What is being asked: List every line of the items below that contains the string "branch". Case counts, so match capitalization as given.

##### Record set

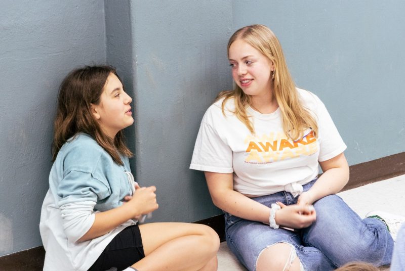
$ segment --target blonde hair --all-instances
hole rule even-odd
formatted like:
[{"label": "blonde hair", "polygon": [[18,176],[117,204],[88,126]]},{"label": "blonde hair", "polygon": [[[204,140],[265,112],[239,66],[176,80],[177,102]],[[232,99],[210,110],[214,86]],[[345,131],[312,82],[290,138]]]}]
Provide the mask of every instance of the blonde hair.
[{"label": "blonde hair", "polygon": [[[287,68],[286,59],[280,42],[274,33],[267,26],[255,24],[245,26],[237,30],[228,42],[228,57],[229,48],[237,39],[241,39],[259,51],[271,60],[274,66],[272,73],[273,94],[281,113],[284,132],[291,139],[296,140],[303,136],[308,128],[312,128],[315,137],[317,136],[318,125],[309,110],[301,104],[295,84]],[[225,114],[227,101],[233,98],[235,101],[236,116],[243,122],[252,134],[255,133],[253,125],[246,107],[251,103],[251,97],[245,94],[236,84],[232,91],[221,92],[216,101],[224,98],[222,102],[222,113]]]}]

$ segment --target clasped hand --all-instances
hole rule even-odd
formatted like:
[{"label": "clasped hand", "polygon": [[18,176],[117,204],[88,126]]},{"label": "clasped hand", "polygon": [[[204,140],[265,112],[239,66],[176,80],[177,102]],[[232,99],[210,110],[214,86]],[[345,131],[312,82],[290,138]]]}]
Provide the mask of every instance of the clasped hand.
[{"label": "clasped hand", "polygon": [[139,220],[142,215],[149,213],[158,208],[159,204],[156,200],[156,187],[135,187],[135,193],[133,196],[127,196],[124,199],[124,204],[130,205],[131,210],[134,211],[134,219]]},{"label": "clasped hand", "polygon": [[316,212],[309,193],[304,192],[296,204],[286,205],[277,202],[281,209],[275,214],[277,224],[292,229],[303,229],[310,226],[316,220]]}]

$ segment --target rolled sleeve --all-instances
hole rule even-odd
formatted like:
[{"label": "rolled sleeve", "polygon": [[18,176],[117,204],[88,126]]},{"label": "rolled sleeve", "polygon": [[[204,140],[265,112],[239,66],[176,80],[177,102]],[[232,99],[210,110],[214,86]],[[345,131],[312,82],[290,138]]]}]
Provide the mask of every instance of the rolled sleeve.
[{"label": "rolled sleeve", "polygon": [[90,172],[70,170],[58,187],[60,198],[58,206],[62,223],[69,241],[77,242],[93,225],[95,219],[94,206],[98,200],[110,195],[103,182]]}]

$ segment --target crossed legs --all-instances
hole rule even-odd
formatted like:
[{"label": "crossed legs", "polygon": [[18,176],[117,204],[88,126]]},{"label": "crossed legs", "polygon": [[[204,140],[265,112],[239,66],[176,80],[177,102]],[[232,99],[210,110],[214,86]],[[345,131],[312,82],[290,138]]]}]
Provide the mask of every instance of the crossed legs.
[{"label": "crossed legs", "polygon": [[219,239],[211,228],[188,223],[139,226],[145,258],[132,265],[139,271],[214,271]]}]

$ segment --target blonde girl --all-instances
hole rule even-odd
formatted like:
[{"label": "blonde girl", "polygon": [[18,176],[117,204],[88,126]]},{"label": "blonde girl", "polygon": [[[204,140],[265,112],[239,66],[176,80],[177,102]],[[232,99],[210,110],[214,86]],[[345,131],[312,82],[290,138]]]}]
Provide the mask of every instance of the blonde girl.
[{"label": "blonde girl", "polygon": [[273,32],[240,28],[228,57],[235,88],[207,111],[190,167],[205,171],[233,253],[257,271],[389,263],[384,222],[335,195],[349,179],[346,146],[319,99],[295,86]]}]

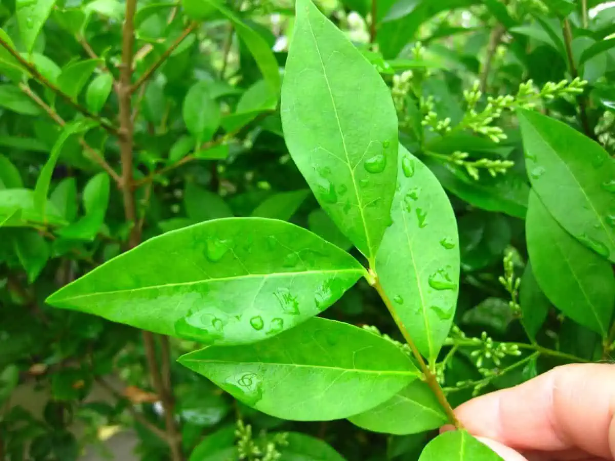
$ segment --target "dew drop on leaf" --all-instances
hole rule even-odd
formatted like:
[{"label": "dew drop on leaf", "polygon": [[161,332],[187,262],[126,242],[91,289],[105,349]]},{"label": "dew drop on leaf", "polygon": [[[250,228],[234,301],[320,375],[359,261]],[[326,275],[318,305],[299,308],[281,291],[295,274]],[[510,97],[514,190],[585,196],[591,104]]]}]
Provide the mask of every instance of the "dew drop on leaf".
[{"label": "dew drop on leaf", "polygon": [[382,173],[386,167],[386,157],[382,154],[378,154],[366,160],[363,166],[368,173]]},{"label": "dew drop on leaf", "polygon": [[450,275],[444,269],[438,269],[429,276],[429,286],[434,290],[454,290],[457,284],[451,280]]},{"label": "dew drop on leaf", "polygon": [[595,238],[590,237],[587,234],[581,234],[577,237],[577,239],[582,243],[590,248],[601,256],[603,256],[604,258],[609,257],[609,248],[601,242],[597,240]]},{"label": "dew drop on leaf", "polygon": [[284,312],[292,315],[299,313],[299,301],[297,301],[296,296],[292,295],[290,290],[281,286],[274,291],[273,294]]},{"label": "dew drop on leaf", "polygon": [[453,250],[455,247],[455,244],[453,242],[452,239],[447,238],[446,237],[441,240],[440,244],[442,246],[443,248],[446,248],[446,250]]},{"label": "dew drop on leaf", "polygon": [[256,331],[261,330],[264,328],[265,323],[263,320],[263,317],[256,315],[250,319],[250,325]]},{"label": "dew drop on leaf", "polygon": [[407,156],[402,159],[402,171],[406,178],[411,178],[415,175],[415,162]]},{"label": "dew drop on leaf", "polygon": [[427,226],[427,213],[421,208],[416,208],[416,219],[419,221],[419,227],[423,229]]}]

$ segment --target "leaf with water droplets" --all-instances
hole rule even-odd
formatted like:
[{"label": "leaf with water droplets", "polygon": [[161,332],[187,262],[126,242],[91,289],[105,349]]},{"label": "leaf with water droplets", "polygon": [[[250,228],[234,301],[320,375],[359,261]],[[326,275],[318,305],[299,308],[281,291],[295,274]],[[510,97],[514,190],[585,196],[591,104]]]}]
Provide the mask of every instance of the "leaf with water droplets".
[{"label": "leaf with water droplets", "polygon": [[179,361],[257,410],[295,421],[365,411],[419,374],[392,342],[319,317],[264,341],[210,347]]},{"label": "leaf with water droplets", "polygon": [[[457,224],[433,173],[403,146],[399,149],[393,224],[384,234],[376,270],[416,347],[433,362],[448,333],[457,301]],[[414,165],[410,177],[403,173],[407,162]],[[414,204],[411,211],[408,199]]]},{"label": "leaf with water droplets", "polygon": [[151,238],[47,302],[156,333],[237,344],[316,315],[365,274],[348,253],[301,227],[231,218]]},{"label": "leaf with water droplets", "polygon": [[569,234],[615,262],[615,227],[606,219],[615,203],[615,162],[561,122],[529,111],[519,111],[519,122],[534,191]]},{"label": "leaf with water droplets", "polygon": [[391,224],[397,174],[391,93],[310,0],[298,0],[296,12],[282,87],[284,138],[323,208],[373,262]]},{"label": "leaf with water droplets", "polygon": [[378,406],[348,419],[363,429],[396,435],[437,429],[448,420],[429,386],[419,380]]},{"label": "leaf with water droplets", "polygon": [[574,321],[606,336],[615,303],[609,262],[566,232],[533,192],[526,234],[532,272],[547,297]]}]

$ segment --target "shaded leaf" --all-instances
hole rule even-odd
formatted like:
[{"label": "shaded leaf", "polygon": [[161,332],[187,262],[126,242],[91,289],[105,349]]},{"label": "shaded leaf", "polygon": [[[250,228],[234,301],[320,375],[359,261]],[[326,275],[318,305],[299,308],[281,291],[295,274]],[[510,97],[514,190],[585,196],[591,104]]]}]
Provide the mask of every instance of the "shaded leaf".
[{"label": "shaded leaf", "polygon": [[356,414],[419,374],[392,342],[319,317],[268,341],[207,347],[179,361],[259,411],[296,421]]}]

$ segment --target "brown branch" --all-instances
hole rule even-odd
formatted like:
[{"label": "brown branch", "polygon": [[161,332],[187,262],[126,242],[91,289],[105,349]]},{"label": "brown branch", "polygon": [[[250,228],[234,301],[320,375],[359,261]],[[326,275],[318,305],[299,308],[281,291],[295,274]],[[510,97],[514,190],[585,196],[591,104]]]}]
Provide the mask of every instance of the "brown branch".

##########

Answer for the task:
$ segment --target "brown branch" --all-instances
[{"label": "brown branch", "polygon": [[161,332],[187,262],[126,242],[91,289],[105,349]]},{"label": "brown branch", "polygon": [[[250,228],[234,301],[320,375],[359,261]],[[326,275],[318,305],[299,308],[281,291],[295,274]],[[510,97],[514,190],[585,196],[591,104]]]}]
Provide the mask of every instance of the "brown branch".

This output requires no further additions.